Consigne
Recopiez, dans le texte sur le convoi funèbre, tout ce qui va de « Le convoi vient » jusqu'à « secoue le cœur. » inclus.

Le convoi vient de passer et je reste à la même place, silencieuse et immobile, tandis que les prolonges d’artillerie qui ferment l’escorte sursautent sur le pavé avec un bruît de ferrailles qui vous secoue le cœur.

Jamais, depuis le siège, on n’avait réentendu ce bruit-là ; jamais on n’avait revu tant de canons ; jamais le sanglot des tambours, voilés de crêpe, n’avait roulé si lamentablement !

L’enterrement politique a bien été ce que je prévoyais : banal à faire bâiller ! Mais la politique n’a pas longtemps tenu la scène ; et, quand elle a eu défilé, quand tout le stock des gouvernants a été épuisé, il y a eu une belle minute émouvante où l’on a senti frémir, au-dessus du char, l’ombre de la Patrie.

(Lignes d'un jeu de données)
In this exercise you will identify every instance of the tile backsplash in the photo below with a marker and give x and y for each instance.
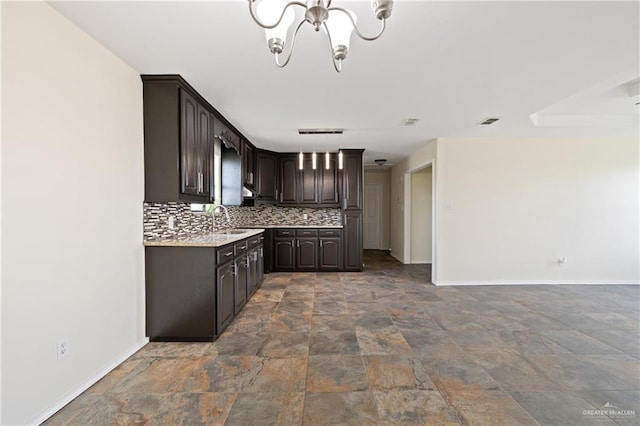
(156, 219)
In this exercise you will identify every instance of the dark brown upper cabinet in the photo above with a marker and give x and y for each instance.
(308, 182)
(328, 182)
(319, 187)
(248, 164)
(352, 179)
(288, 179)
(266, 172)
(226, 135)
(177, 141)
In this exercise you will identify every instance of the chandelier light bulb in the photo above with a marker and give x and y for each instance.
(276, 17)
(269, 11)
(340, 28)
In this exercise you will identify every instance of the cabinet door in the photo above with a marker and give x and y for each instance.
(241, 283)
(352, 231)
(288, 179)
(284, 254)
(352, 179)
(308, 182)
(189, 146)
(252, 271)
(328, 182)
(226, 290)
(205, 152)
(248, 171)
(260, 274)
(180, 293)
(266, 166)
(306, 254)
(330, 254)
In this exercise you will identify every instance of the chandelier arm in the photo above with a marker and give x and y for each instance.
(337, 64)
(346, 12)
(269, 27)
(293, 44)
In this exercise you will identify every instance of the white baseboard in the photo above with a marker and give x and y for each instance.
(396, 257)
(70, 396)
(538, 282)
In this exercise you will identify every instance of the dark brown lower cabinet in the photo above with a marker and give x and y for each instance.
(308, 249)
(180, 293)
(261, 263)
(252, 271)
(240, 283)
(194, 293)
(226, 295)
(284, 254)
(330, 258)
(353, 252)
(306, 253)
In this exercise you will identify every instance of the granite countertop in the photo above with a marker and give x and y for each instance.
(210, 239)
(296, 226)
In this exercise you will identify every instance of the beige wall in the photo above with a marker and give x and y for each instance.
(383, 178)
(399, 233)
(72, 191)
(421, 215)
(507, 209)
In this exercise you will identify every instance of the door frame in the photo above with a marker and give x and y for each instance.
(379, 215)
(407, 216)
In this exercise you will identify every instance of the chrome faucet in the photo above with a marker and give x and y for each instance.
(226, 214)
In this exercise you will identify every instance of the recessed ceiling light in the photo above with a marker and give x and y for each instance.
(320, 131)
(409, 121)
(489, 120)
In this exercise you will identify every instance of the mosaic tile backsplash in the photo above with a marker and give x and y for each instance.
(186, 222)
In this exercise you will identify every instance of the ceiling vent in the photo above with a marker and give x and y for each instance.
(409, 121)
(320, 131)
(489, 120)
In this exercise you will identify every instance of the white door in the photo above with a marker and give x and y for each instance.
(371, 212)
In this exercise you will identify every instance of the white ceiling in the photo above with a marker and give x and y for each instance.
(450, 64)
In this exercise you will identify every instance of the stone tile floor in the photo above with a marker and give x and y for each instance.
(385, 347)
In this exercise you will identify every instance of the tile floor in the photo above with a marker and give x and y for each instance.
(385, 347)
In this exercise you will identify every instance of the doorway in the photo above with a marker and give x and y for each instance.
(421, 216)
(372, 213)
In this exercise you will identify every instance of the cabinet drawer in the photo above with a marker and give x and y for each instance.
(330, 232)
(255, 241)
(241, 247)
(224, 254)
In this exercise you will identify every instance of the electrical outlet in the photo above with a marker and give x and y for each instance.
(63, 349)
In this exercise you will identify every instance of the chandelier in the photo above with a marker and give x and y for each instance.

Résultat
Le convoi vient de passer et je reste à la même place, silencieuse et immobile, tandis que les prolonges d’artillerie qui ferment l’escorte sursautent sur le pavé avec un bruît de ferrailles qui vous secoue le cœur.